=== Section Start ===

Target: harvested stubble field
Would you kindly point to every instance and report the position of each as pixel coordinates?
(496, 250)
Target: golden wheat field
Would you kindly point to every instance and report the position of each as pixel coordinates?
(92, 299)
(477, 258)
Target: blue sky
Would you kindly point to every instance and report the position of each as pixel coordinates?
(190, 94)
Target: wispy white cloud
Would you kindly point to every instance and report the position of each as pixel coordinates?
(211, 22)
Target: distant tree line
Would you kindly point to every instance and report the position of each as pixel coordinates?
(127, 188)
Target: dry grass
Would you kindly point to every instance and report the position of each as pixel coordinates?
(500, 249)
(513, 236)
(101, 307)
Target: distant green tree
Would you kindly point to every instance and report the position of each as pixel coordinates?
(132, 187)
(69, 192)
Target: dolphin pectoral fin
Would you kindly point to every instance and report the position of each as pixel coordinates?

=== Section End ===

▶ Problem to solve:
Up to and including the last line above, starting with the line that contains "Target: dolphin pectoral fin", return each line exactly and nothing else.

▶ Exercise solution:
Target: dolphin pectoral fin
Would you kindly point to every instance and report the position of each as pixel coordinates?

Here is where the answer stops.